▶ _WHAT THE EXERCISE ASKS_
The answer should contain every entry below, copied exactly.

▶ _AVAILABLE RECORDS_
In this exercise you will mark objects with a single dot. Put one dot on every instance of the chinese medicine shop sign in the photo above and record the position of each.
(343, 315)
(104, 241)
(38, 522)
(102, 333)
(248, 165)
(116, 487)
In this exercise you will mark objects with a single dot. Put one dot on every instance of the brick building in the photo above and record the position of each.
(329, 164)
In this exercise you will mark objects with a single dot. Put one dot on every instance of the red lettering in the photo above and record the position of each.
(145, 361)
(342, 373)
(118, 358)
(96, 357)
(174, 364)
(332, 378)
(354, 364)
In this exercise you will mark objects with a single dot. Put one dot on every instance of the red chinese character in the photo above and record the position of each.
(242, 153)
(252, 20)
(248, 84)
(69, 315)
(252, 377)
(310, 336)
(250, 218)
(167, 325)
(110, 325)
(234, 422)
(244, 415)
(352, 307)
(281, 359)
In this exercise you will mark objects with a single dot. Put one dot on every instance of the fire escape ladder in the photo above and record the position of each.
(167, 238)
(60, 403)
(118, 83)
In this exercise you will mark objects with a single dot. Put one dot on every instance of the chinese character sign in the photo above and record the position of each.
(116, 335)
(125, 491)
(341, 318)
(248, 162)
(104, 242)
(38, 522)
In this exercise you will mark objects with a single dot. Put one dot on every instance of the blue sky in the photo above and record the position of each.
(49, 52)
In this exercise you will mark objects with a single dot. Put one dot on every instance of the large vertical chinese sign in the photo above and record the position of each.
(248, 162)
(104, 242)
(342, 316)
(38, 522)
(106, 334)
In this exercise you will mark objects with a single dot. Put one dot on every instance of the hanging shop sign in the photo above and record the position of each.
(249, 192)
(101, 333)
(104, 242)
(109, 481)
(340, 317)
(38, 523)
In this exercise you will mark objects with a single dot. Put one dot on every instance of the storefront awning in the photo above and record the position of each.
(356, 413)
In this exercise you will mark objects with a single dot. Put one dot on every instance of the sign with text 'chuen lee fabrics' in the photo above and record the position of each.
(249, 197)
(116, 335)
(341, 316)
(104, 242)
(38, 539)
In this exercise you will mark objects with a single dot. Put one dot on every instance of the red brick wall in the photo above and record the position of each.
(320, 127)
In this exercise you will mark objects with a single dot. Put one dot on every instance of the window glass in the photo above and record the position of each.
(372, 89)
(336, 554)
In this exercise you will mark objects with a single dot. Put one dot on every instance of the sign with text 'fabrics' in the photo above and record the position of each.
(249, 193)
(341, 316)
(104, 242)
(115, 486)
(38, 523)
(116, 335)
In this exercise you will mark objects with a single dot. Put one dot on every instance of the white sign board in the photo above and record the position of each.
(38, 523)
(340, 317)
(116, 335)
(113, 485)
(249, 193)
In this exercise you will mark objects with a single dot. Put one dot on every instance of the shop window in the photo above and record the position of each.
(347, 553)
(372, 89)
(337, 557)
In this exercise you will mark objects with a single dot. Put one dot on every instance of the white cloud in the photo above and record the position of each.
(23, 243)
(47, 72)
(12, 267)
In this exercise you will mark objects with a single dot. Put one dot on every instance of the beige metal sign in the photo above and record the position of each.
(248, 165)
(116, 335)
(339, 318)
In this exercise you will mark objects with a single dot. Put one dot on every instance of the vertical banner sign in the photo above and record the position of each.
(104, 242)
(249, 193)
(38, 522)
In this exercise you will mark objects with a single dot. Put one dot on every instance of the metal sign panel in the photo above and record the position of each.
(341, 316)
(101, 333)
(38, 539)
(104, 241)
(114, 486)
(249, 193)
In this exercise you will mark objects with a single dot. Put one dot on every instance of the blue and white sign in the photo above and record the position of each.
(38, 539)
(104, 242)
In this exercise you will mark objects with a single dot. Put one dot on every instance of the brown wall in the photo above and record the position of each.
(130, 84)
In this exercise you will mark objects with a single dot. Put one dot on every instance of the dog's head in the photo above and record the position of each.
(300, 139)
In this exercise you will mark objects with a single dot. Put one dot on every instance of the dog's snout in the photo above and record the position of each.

▶ _WRITTEN ANSWER_
In this exercise you will mark objects with a single dot. Put one dot on every instance of the chinese medicine shop sign in the photo above and record the position of each.
(343, 315)
(104, 241)
(38, 522)
(102, 333)
(248, 165)
(116, 487)
In this exercise you will mark objects with a single dot. Put one dot on every instance of the brick building in the photo above and record the position of each.
(329, 164)
In this exercise you will mark objects with a single dot. Put one dot on every instance of the red lettering in the photo above and record the position of each.
(145, 361)
(342, 373)
(118, 358)
(96, 357)
(174, 364)
(332, 378)
(354, 364)
In this exercise you will mark objects with a single dot. Put one dot on every instance of the red chinese character in the photo above and record the position of each.
(242, 153)
(252, 20)
(248, 84)
(69, 315)
(252, 377)
(310, 336)
(250, 218)
(167, 325)
(110, 325)
(234, 422)
(244, 415)
(352, 307)
(281, 359)
In this exercise you will mark objects with a single dot. Put one dot on every instance of the fire escape ladder in the photo above and record the position of each.
(167, 238)
(60, 403)
(118, 83)
In this exercise you will mark objects with a single dot. Put one dot on every instance of the chinese character sign in the photo above and record the position of each.
(116, 335)
(125, 491)
(341, 318)
(248, 162)
(104, 242)
(38, 522)
In this exercise you will mark objects with a single dot. Put one dot on every instance of the blue sky in the photo above and record the position of each.
(49, 52)
In this exercise you will mark objects with a single dot. Put one dot on every instance of the large vertical chinese sign in the photo above and record the position of each.
(248, 162)
(104, 242)
(342, 316)
(38, 522)
(106, 334)
In this exercise you will mark objects with a single dot. Put one dot on every instance of the hanging shop sign in the photo above and record the position of each.
(249, 192)
(101, 333)
(104, 242)
(109, 481)
(340, 317)
(38, 523)
In this exercise you will mark objects with a single dot. Put one dot on every instance of the storefront awning in the photo above and record the position of each.
(356, 413)
In this exercise you will mark objects with a single dot. Put one dot on every instance of the sign with text 'chuen lee fabrics' in the photo above and record the position of each.
(249, 197)
(116, 335)
(341, 316)
(104, 242)
(38, 539)
In this exercise you will mark objects with a single dot. Put one dot on every instance of the red brick wall in the photo above and record the position of each.
(320, 127)
In this exercise you will mark objects with a single dot. Put one dot on every instance of the window glass in the photo above and record the position of each.
(372, 89)
(336, 554)
In this exercise you will mark objects with a single dot. Put one dot on every instance of the sign with text 'fabrics' in the photo above and record the position of each.
(249, 193)
(341, 316)
(104, 242)
(115, 486)
(38, 523)
(116, 335)
In this exercise you will mark objects with a single dot. Put one dot on every instance of the white sign board in the photo above and record the position of each.
(38, 523)
(340, 317)
(116, 335)
(113, 485)
(249, 193)
In this exercise you will mark objects with a single dot. Put one dot on every instance of the shop window in the photo above and record the position of each.
(347, 553)
(372, 89)
(337, 557)
In this exercise you will mark objects with a single dot. Put one dot on every instance of the white cloud in the photo above and record the position of each.
(23, 243)
(47, 72)
(12, 267)
In this exercise you will mark objects with a single dot. Put one dot on every instance of the beige metal sign in the photo above and record the position of each.
(248, 165)
(116, 335)
(339, 318)
In this exercise you will mark objects with a single dot. Put one dot on every instance of the vertical banner sign in the photo above and record the position of each.
(104, 242)
(249, 193)
(38, 522)
In this exercise you will mark objects with a single dot. Put one dot on every instance of the metal sign panel in the photo above and record the position of each.
(341, 316)
(101, 333)
(38, 539)
(104, 241)
(114, 486)
(249, 193)
In this exercise you will mark objects with a single dot. Put one dot on every instance of the blue and white sign in the photo above and record the position of each.
(38, 539)
(104, 242)
In this exercise you will mark objects with a single dot. Put one dot on every instance of the brown wall in the photo above and record the position of each.
(130, 84)
In this exercise you will mark objects with a single dot. Put one dot on every instance of the dog's head in the photo above and record the position of each.
(300, 139)
In this exercise you will mark objects with a single dot. Put one dot on every instance of the dog's snout in the photo above and record the position of each.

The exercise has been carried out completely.